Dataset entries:
= = = =

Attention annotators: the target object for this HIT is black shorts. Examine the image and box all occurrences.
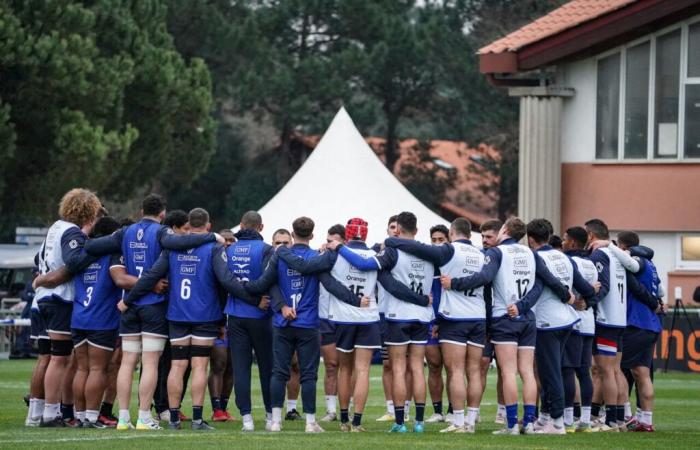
[594,325,624,356]
[169,321,220,342]
[621,327,658,369]
[335,322,382,353]
[482,336,495,359]
[72,328,119,351]
[119,302,168,338]
[490,316,536,349]
[38,298,73,335]
[30,309,49,340]
[379,314,389,361]
[384,321,429,346]
[438,319,486,347]
[320,319,336,346]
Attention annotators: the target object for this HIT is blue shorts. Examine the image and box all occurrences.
[169,321,220,342]
[119,302,168,338]
[594,325,624,356]
[320,319,336,346]
[621,327,657,369]
[482,334,495,359]
[38,298,73,335]
[490,315,536,349]
[335,322,382,353]
[426,323,439,346]
[30,309,49,340]
[438,319,486,347]
[384,321,429,346]
[72,328,119,351]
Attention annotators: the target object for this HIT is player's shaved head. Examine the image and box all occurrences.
[450,218,471,238]
[188,208,210,229]
[585,218,609,240]
[240,211,263,230]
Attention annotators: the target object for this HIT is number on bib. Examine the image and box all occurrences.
[83,286,94,307]
[516,278,530,299]
[181,278,191,300]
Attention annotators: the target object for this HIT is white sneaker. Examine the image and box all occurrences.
[444,413,454,423]
[376,412,395,422]
[494,412,506,424]
[157,410,170,422]
[242,419,254,432]
[493,424,520,435]
[463,424,475,434]
[521,422,536,434]
[320,411,337,422]
[439,423,464,433]
[25,416,41,427]
[305,422,325,433]
[535,422,566,435]
[425,413,444,423]
[269,421,282,432]
[533,418,549,431]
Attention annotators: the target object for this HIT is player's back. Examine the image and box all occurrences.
[276,245,320,329]
[72,254,121,330]
[328,243,378,324]
[121,219,163,306]
[35,220,80,303]
[167,241,220,323]
[492,243,536,318]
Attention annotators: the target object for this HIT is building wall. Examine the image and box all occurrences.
[559,57,597,163]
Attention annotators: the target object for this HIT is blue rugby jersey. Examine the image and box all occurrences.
[72,254,122,330]
[167,242,221,323]
[224,234,272,319]
[274,244,321,329]
[122,220,164,306]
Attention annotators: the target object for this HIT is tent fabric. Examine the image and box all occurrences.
[238,107,481,247]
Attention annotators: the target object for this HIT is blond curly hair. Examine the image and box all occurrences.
[58,188,102,227]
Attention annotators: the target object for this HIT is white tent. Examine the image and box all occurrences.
[241,107,481,247]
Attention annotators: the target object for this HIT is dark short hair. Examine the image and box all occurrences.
[292,217,315,239]
[387,215,398,226]
[142,194,166,216]
[504,217,526,241]
[396,211,417,234]
[543,219,554,236]
[565,226,588,248]
[450,218,471,237]
[430,224,449,238]
[527,219,551,244]
[163,209,188,229]
[549,234,563,249]
[480,219,503,233]
[327,224,345,238]
[219,229,235,237]
[585,218,609,240]
[240,211,262,229]
[91,217,120,239]
[617,230,640,248]
[272,228,291,239]
[188,208,209,228]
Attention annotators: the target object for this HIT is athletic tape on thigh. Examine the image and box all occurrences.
[171,345,190,360]
[50,339,73,356]
[190,345,212,358]
[142,337,166,352]
[121,340,142,353]
[38,339,51,355]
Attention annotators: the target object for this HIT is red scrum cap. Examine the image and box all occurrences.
[345,218,368,242]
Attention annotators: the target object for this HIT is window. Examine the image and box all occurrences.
[678,235,700,269]
[596,53,620,159]
[595,18,700,160]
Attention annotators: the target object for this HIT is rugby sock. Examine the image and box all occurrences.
[563,407,574,426]
[211,396,222,411]
[497,403,505,417]
[61,403,74,420]
[100,402,113,417]
[192,406,203,422]
[624,402,632,420]
[169,408,180,424]
[138,409,152,421]
[591,402,602,418]
[523,404,537,427]
[221,396,229,411]
[272,407,282,423]
[641,410,653,426]
[352,413,363,427]
[305,413,315,425]
[340,409,350,424]
[118,409,130,423]
[34,399,45,420]
[452,410,465,427]
[506,404,518,429]
[43,403,60,422]
[581,406,591,424]
[605,405,616,426]
[466,407,479,426]
[394,406,405,425]
[573,402,581,420]
[26,398,36,421]
[616,405,625,423]
[447,403,453,414]
[386,400,394,415]
[433,401,443,415]
[287,399,297,413]
[415,403,425,422]
[325,395,337,413]
[86,410,99,423]
[75,410,86,422]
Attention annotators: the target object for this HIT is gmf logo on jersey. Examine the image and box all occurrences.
[137,228,144,241]
[410,260,425,271]
[180,264,197,276]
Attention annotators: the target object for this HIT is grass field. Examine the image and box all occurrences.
[0,360,698,449]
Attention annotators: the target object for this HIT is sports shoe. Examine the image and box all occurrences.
[389,423,408,433]
[242,419,254,432]
[305,422,325,433]
[624,417,638,431]
[575,422,592,433]
[116,419,134,430]
[565,423,577,433]
[212,409,228,422]
[521,423,536,435]
[168,421,182,430]
[592,422,619,432]
[339,422,351,432]
[439,423,464,433]
[191,420,214,430]
[351,425,367,432]
[494,412,506,425]
[178,411,189,422]
[40,417,66,428]
[269,421,281,432]
[286,409,302,421]
[83,420,107,429]
[376,412,395,422]
[98,414,117,427]
[463,424,476,434]
[223,411,236,422]
[533,418,549,431]
[492,424,520,435]
[136,418,162,430]
[631,422,654,432]
[64,418,82,428]
[425,413,444,423]
[320,411,337,422]
[156,410,170,422]
[413,422,425,433]
[534,422,566,435]
[25,416,41,427]
[444,412,454,423]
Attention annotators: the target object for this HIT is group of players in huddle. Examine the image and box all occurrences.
[23,187,664,435]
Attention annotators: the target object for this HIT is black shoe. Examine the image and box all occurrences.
[285,409,302,421]
[191,420,214,430]
[168,421,182,430]
[40,417,66,428]
[83,420,107,429]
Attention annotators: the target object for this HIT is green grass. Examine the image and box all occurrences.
[0,359,698,449]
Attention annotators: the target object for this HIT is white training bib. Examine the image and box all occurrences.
[35,220,79,303]
[531,249,578,330]
[595,247,627,328]
[384,249,434,323]
[327,246,379,324]
[492,243,536,318]
[571,256,597,335]
[438,241,485,321]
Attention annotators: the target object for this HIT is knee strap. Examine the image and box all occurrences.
[190,345,212,358]
[50,339,73,356]
[37,339,51,355]
[122,340,142,354]
[171,345,190,360]
[142,337,166,352]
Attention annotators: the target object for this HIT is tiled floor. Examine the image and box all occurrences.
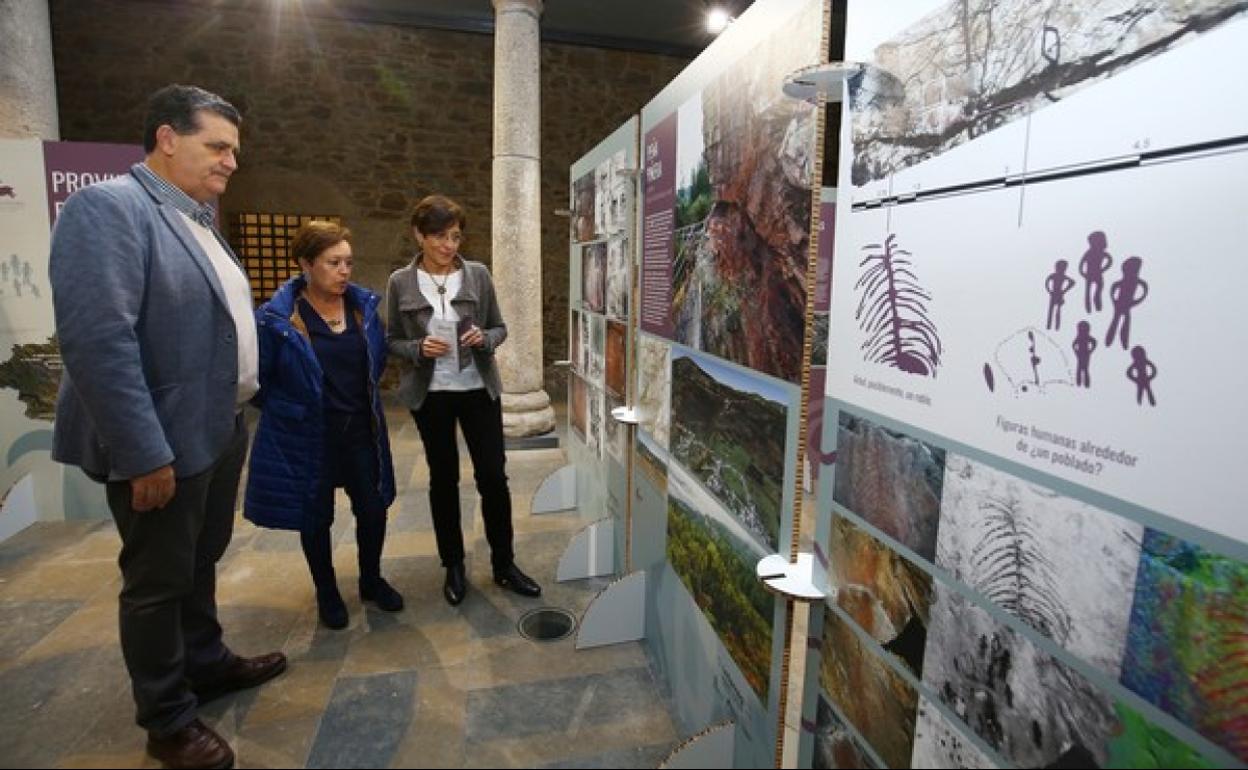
[0,401,681,768]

= = = =

Instructions to follow
Word for word, output the lines from the line bearing "Attention annotators: the target object for this HIT is knee" through the end of the records above, and only those, without the pictures.

Task output
Attention annotators: the target object for this HIT is knee strap. Examine the image and box all occurrences.
[190,345,212,358]
[50,339,73,356]
[37,339,51,355]
[122,340,142,354]
[171,345,190,360]
[142,337,166,352]
Attention annotators: the target object for this HIT is tiled floor. Examine the image and box all occurrences.
[0,401,681,768]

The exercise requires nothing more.